TASK:
Switch "black dog" to "dark dog" in the lines from the one with "Check that each instance of the suit trousers" through the last line, keeping everything else the same.

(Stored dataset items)
Begin
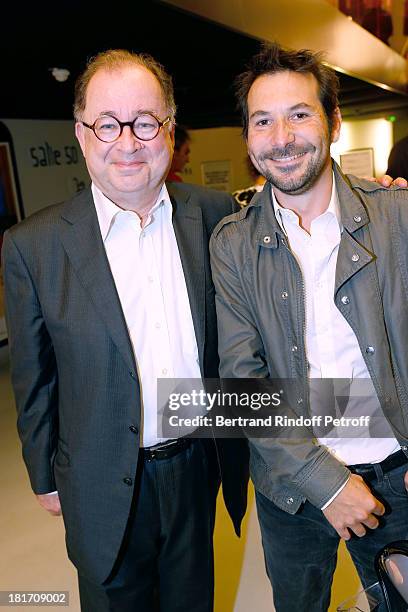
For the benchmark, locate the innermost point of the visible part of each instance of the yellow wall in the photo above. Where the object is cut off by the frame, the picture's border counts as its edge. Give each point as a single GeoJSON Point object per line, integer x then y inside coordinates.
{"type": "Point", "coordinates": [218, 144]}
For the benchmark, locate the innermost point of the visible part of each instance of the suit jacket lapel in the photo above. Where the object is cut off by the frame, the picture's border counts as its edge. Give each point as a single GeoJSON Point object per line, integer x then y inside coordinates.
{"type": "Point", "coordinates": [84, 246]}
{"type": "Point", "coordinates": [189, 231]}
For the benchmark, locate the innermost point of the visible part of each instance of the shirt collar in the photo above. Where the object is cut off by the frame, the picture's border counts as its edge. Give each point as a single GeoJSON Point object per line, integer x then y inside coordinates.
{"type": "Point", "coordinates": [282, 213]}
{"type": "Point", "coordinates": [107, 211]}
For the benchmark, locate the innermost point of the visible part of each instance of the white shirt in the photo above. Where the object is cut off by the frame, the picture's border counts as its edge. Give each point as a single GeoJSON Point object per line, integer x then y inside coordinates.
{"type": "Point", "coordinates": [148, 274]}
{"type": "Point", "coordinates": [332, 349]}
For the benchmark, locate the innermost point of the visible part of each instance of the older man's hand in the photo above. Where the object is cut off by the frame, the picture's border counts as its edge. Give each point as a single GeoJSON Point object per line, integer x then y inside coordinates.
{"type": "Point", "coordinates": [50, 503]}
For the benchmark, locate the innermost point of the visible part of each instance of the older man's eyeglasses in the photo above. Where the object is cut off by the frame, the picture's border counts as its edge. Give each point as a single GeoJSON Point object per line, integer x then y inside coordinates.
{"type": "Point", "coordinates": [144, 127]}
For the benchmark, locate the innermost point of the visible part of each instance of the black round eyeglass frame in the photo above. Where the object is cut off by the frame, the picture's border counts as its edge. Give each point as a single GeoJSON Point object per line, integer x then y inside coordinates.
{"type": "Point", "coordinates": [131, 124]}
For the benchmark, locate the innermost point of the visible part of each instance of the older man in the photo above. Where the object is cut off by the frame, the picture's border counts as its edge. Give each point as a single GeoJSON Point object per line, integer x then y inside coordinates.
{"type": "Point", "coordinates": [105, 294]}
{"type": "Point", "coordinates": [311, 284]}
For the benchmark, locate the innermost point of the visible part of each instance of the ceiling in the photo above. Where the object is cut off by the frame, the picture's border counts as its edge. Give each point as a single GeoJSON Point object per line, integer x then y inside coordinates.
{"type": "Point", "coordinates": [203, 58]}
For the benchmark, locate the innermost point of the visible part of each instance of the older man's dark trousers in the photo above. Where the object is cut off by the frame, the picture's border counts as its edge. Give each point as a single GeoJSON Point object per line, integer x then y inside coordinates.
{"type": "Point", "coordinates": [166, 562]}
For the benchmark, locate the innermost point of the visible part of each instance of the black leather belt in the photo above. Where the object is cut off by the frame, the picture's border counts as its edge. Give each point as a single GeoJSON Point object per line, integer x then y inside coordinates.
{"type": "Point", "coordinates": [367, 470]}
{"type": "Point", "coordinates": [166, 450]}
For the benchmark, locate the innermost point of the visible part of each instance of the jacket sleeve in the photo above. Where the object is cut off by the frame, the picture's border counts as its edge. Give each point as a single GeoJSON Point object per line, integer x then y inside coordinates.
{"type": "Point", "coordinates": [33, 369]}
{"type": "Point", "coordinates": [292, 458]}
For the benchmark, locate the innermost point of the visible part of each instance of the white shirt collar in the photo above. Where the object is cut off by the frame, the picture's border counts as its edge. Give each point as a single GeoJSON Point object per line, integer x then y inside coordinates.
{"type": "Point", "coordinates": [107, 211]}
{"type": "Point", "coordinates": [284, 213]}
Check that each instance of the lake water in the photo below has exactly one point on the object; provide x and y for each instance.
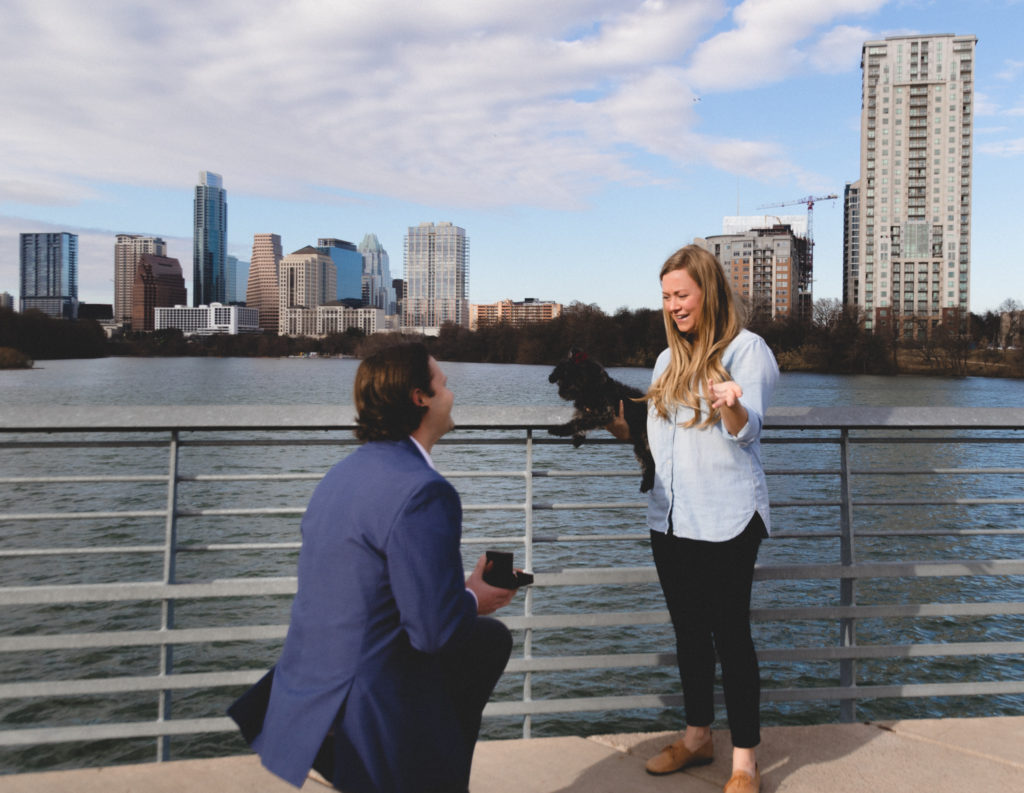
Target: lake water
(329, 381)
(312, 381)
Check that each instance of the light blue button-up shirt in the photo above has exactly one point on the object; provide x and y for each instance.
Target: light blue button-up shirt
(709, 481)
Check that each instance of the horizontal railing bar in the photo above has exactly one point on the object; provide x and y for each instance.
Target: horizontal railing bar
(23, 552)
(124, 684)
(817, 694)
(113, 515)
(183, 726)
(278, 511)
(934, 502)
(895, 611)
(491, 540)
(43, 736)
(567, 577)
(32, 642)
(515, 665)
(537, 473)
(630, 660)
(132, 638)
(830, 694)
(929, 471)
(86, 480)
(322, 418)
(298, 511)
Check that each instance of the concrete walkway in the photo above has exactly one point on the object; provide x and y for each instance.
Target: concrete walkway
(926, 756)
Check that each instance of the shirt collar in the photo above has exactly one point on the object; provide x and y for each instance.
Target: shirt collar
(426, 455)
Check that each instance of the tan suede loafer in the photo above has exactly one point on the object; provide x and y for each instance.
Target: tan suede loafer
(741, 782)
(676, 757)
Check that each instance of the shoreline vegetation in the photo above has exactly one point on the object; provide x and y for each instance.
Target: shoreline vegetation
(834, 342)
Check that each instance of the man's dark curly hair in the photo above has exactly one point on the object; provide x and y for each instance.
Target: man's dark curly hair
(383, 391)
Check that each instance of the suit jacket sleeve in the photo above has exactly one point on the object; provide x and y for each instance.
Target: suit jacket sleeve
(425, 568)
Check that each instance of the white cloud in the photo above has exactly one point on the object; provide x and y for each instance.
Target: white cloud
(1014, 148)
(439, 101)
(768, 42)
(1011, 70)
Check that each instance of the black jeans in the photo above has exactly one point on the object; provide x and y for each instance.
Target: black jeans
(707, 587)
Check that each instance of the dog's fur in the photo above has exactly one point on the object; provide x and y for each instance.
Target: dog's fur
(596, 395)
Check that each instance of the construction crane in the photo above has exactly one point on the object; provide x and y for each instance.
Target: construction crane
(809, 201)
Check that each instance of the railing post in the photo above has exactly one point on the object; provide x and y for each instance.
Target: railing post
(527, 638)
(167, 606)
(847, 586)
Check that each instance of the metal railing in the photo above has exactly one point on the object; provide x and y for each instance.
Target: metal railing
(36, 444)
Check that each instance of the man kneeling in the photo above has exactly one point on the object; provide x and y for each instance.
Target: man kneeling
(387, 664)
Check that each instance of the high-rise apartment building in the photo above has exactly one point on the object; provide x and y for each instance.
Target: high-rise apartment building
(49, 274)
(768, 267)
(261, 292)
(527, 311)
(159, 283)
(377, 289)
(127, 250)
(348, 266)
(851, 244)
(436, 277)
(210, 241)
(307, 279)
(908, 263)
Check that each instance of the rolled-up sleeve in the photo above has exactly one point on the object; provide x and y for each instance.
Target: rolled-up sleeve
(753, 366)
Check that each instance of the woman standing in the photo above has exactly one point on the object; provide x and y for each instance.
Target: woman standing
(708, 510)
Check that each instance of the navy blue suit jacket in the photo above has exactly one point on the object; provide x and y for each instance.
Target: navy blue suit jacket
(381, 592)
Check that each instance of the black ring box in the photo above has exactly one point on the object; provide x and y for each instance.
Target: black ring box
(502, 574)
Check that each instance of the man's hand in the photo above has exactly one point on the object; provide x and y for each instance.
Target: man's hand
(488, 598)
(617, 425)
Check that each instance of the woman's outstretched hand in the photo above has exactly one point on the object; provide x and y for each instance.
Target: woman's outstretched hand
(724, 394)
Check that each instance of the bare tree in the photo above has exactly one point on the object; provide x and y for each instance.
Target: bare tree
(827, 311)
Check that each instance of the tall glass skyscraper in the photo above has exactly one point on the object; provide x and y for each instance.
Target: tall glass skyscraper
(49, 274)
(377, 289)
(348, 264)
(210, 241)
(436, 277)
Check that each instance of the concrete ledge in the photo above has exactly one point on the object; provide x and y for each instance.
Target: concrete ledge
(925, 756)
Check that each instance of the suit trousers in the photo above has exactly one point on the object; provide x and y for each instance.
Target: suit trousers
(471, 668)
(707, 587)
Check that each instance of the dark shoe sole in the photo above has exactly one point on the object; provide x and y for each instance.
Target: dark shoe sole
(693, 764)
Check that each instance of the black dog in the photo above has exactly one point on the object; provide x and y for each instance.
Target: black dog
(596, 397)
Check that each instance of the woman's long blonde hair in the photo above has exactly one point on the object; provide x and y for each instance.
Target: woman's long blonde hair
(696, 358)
End
SOLUTION TO THIS TASK:
Check that each instance of the suit trousers in the photo above has exactly one point on the object; provide x and y for each instance.
Target: suit trousers
(471, 668)
(707, 587)
Check that each instance of the dark shoe sole in the photo above has exactly one point on the object; provide x and y for each instance.
Target: dark shoe sole
(693, 764)
Check that each instance of the dark dog in the photo above has exactly one point on the object; provide x and y for each instance.
Target: dark dog
(596, 397)
Check that each instance of the woman's long blonde hair in the photo above has exactly one point on the object; provide x and y for each instance.
Target: woman's long blonde hair
(696, 358)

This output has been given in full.